__Problem description__. Please pull out every line below that contains the word "water" and copy each one in full. Matching is case-sensitive.

__Exercise materials__.
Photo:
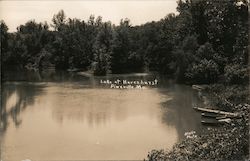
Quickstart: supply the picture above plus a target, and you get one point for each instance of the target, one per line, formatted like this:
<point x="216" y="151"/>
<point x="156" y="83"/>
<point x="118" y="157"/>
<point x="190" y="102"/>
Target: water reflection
<point x="73" y="117"/>
<point x="178" y="111"/>
<point x="15" y="98"/>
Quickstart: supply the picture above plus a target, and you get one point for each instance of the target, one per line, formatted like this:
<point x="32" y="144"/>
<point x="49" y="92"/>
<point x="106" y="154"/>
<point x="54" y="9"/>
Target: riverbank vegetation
<point x="206" y="42"/>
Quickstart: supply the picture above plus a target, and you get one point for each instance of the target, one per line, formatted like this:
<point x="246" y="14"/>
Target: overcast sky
<point x="18" y="12"/>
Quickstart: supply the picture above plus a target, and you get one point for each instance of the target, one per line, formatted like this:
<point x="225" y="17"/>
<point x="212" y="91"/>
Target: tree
<point x="102" y="50"/>
<point x="59" y="20"/>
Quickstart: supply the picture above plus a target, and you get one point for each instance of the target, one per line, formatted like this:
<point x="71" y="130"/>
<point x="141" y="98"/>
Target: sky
<point x="17" y="12"/>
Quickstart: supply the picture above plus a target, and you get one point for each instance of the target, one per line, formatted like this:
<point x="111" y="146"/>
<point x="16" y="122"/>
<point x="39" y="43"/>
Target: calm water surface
<point x="74" y="117"/>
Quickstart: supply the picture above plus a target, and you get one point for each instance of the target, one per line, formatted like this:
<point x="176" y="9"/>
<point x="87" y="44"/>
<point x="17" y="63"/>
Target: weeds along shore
<point x="229" y="141"/>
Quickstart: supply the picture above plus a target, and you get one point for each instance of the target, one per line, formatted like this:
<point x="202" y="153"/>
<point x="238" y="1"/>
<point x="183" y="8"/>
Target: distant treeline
<point x="205" y="42"/>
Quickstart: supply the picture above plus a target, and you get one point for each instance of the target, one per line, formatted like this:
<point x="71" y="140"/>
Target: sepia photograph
<point x="124" y="80"/>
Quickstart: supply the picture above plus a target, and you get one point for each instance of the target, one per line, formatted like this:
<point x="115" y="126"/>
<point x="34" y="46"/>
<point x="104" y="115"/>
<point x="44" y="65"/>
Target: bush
<point x="206" y="71"/>
<point x="236" y="74"/>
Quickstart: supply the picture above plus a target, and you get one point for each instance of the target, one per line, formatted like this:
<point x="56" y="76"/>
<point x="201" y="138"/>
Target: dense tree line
<point x="205" y="42"/>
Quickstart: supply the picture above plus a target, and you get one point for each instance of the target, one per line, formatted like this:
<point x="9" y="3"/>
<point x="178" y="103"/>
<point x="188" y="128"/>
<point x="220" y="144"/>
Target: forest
<point x="205" y="42"/>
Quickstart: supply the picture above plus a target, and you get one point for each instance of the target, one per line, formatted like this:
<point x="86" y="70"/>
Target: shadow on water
<point x="15" y="98"/>
<point x="178" y="111"/>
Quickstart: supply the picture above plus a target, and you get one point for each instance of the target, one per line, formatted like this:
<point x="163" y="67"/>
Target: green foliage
<point x="227" y="142"/>
<point x="206" y="40"/>
<point x="236" y="74"/>
<point x="102" y="49"/>
<point x="206" y="71"/>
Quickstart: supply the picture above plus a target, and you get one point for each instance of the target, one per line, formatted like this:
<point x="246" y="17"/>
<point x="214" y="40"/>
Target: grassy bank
<point x="226" y="142"/>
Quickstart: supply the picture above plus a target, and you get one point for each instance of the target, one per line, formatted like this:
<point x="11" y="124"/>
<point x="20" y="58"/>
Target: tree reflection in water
<point x="15" y="97"/>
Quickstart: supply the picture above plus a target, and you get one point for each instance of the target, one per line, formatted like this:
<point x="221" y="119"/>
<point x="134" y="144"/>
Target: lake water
<point x="72" y="116"/>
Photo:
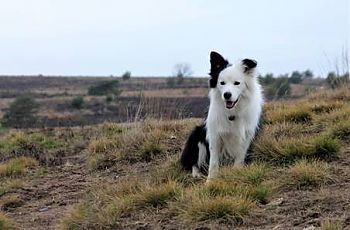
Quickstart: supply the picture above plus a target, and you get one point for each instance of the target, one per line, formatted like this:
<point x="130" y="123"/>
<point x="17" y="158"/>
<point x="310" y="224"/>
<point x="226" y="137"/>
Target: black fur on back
<point x="217" y="64"/>
<point x="190" y="153"/>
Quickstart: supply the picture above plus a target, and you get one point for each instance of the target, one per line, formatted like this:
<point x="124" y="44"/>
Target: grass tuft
<point x="16" y="166"/>
<point x="331" y="224"/>
<point x="159" y="195"/>
<point x="305" y="174"/>
<point x="9" y="186"/>
<point x="6" y="223"/>
<point x="8" y="203"/>
<point x="217" y="209"/>
<point x="342" y="131"/>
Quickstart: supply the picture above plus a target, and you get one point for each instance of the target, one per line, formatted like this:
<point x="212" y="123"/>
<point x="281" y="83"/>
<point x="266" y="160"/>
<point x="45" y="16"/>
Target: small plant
<point x="6" y="223"/>
<point x="159" y="195"/>
<point x="342" y="131"/>
<point x="109" y="98"/>
<point x="306" y="174"/>
<point x="331" y="224"/>
<point x="217" y="209"/>
<point x="78" y="102"/>
<point x="150" y="150"/>
<point x="22" y="113"/>
<point x="9" y="186"/>
<point x="16" y="166"/>
<point x="126" y="75"/>
<point x="105" y="88"/>
<point x="11" y="202"/>
<point x="299" y="117"/>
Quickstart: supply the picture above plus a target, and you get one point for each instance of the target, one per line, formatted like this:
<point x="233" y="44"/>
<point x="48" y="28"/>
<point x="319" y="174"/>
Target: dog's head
<point x="230" y="80"/>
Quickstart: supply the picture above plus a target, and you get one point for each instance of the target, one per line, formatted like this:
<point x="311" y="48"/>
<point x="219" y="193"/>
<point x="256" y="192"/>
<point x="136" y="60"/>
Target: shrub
<point x="105" y="88"/>
<point x="109" y="98"/>
<point x="126" y="75"/>
<point x="77" y="102"/>
<point x="22" y="113"/>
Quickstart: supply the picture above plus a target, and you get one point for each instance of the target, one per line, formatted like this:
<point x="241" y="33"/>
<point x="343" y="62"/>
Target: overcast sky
<point x="148" y="37"/>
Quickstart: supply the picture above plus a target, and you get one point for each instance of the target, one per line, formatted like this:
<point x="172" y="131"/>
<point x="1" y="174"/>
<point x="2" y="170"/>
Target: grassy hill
<point x="126" y="175"/>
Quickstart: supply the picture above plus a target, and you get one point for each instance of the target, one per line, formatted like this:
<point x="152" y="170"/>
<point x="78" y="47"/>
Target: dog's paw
<point x="208" y="181"/>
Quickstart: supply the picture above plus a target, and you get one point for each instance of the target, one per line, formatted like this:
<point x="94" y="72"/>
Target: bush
<point x="109" y="98"/>
<point x="77" y="102"/>
<point x="126" y="75"/>
<point x="105" y="88"/>
<point x="22" y="113"/>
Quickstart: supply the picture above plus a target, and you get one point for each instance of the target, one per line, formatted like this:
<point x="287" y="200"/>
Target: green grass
<point x="309" y="174"/>
<point x="10" y="185"/>
<point x="294" y="151"/>
<point x="341" y="131"/>
<point x="217" y="209"/>
<point x="286" y="150"/>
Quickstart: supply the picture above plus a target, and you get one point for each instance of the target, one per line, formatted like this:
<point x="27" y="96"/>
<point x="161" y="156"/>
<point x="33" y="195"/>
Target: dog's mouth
<point x="231" y="104"/>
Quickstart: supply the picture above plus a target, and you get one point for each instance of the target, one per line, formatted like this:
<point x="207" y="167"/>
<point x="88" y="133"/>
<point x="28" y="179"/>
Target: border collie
<point x="234" y="112"/>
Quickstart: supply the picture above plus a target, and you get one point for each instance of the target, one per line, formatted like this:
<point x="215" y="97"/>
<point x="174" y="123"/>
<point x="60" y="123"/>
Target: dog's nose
<point x="227" y="95"/>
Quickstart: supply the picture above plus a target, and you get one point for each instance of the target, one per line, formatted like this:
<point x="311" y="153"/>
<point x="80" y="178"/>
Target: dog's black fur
<point x="189" y="156"/>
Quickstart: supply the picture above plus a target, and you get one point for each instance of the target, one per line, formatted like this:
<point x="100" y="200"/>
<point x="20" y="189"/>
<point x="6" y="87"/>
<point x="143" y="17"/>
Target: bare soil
<point x="48" y="194"/>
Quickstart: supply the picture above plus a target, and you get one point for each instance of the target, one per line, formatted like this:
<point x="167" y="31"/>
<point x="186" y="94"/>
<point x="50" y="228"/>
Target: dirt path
<point x="46" y="198"/>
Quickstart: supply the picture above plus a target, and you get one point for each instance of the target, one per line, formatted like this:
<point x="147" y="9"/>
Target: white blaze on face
<point x="231" y="84"/>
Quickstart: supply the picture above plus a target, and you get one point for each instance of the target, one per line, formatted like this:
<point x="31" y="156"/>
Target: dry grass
<point x="227" y="209"/>
<point x="10" y="185"/>
<point x="139" y="142"/>
<point x="306" y="174"/>
<point x="331" y="224"/>
<point x="10" y="202"/>
<point x="16" y="166"/>
<point x="6" y="223"/>
<point x="297" y="140"/>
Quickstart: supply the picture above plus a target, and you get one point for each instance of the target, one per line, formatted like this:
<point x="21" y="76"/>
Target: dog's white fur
<point x="230" y="139"/>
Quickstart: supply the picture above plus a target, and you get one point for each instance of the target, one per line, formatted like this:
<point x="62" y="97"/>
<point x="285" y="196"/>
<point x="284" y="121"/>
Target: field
<point x="126" y="175"/>
<point x="139" y="98"/>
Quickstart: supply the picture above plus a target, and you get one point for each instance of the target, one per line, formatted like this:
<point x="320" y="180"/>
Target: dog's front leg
<point x="214" y="158"/>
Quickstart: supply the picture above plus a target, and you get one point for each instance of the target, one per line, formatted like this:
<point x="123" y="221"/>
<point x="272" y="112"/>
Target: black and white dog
<point x="234" y="112"/>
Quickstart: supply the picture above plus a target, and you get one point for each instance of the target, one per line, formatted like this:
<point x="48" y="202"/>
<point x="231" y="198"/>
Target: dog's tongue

__Complete output__.
Target: water reflection
Target: calm water surface
Target: shadow on water
Target: tree reflection in water
Target: lake water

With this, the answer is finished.